Al suo ritorno al molo, il colossale mercantile non c'era più. Aveva levato
l'ancora poco prima, portando via il fratello. Il destino li aveva separati.
Jerry rimase in città, riflettendo sul da farsi. Doveva proseguire il viaggio.
Pensò di vendere il bracciale e l'orologio d'oro che aveva. Un regalo di suo
padre. L'unico bene prezioso che avesse mai posseduto. Coi quattrini ricavati da
quella vendita, acquistò un biglietto aereo per l'Italia.
Sbarcò all'aeroporto internazionale Leonardo da Vinci di Roma- Fiumicino il 21
marzo 1988. Quando toccò terra, era commosso. Esultava interiormente di gioia.
Ormai aveva raggiunto la meta dei suoi sogni. Era finalmente in Europa, il
Vecchio Continente dell'Habeas Corpus e della Rivoluzione Francese; L'Europa di
Carlo Magno, Rousseau e Karl Marx, terra di libertà e di diritti per eccellenza,
la “sua terra promessa”.
Venne immediatamente bloccato al varco di Polizia. Non adempiva ai requisiti di
legge per entrare in Italia. Negli adiacenti uffici dell'immigrazione ove venne
condotto per i consueti procedimenti amministrativi, Jerry spiegò all'ufficiale
di turno che chiedeva l'asilo politico. La richiesta colse il funzionario
totalmente impreparato: le forze di Polizia impegnate nel controllo delle
frontiere erano state istruite, a norma del principio della “limitazione
geografica”, che l'asilo politico poteva essere richiesto solo dai cittadini dei
paesi est- europei che erano riusciti a sottrarsi alle forche caudine del
comunismo!
Di fronte al diniego che aveva opposto il funzionario di Polizia, Jerry Masslo
chiese di essere messo in contatto telefonico con la sede italiana di Amnesty
International, nota organizzazione di tutela dei diritti umani. Espose la sua
situazione. Si affrettarono di mandargli incontro un operatore che lo sottopose
ad un lungo colloquio conoscitivo. Al suo termine non c'era dubbio alcuno sulla
storia di Masslo: era autentica e l'interessato aveva diritto alla protezione ai
sensi delle vigenti convenzioni internazionali. Ma le lungaggini burocratiche
non permisero il suo rilascio.

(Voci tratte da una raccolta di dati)
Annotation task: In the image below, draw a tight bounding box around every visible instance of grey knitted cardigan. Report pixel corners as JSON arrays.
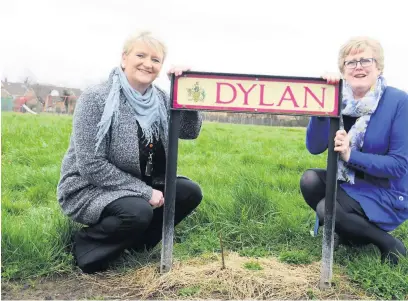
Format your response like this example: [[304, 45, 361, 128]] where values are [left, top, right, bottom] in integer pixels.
[[57, 73, 202, 225]]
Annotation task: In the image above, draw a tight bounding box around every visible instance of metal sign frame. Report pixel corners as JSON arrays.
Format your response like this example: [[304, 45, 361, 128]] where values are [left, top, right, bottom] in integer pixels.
[[160, 71, 342, 289]]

*Consegna*:
Puoi proseguire il racconto sull'arrivo di Jerry Masslo in Italia, ripartendo subito dopo l'ultima frase?

*Risposta alla consegna*:
Rimase due settimane rinchiuso tra le mura dell'aeroporto. Nel frattempo,
Amnesty International si attivò ad interessare alla vicenda la sede italiana
dell'Alto Commissariato delle Nazioni Unite per i Rifugiati- ACNUR. Al termine
d'un lungo ed esausto rompicapo nell'inestricabile labirinto burocratico del
Viminale, l'apposita sezione adibita all'istruzione dell'asilo politico rispose
con rivoltante disinvoltura che la richiesta di tale Essan Masslo Jerry non
poteva essere accolta in quanto, oltre alla “riserva geografica”, erano
interessati dagli “accadimenti in Sud Africa una pluralità di suoi connazionali
senza però denotare intenti persecutori diretti e personali nei confronti del
richiedente”. La decisione era definitiva, non impugnabile. Il diritto d'asilo
politico gli era stato negato ma non era previsto alcuno meccanismo coercitivo
di accompagnamento alla frontiera. Poteva rimanere in Italia sebbene senz'alcuno
status giuridico definito.
Rammaricato, deluso ed incredulo, Jerry pensò solo che era una grande assurdità.
All'uscita dal suo “fermo”, fu portato presso un centro di accoglienza per
stranieri, la Tenda di Abramo. La struttura faceva capo alla Comunità di
Sant'Egidio, un'importante organizzazione d'ispirazione ecclesiale attiva nella
promozione della pace nel mondo. Avevano da poco completato i lavori di
ristrutturazione di una vecchia palazzina di tre piani ubicata in via Veneziani,
a pochissima distanza da Santa Maria delle Trasvetere, nel cuore di Roma. Da lì
a poco, la Tenda di Abramo sarebbe stata inaugurata ufficialmente in presenza di
Desmond Tutu, il celebre arcivescovo anglicano di Johannesburg che Jerry fu
commosso d'incontrare così lontano da casa. Due uomini, due percorsi di vita, un
unico denominatore: il dolore per il loro dilaniato paese. In casa c'erano già
ospitate altre persone, tutte straniere, di svariate nazionalità per lo più
africane: marocchini, tunisini, etiopi, sudanesi, eritrei. Accolsero Jerry con
estrema affabilità in mezzo a loro.
Non avendo nulla da fare poiché gli era difficile trovare un'occupazione stabile
a causa del suo status d'irregolare cioè sprovvisto del prezioso permesso di
soggiorno, Jerry s'impegnò nell'apprendimento della lingua di Dante. In
pochissimo tempo, riusciva ad esprimersi, sebbene a stento, in italiano.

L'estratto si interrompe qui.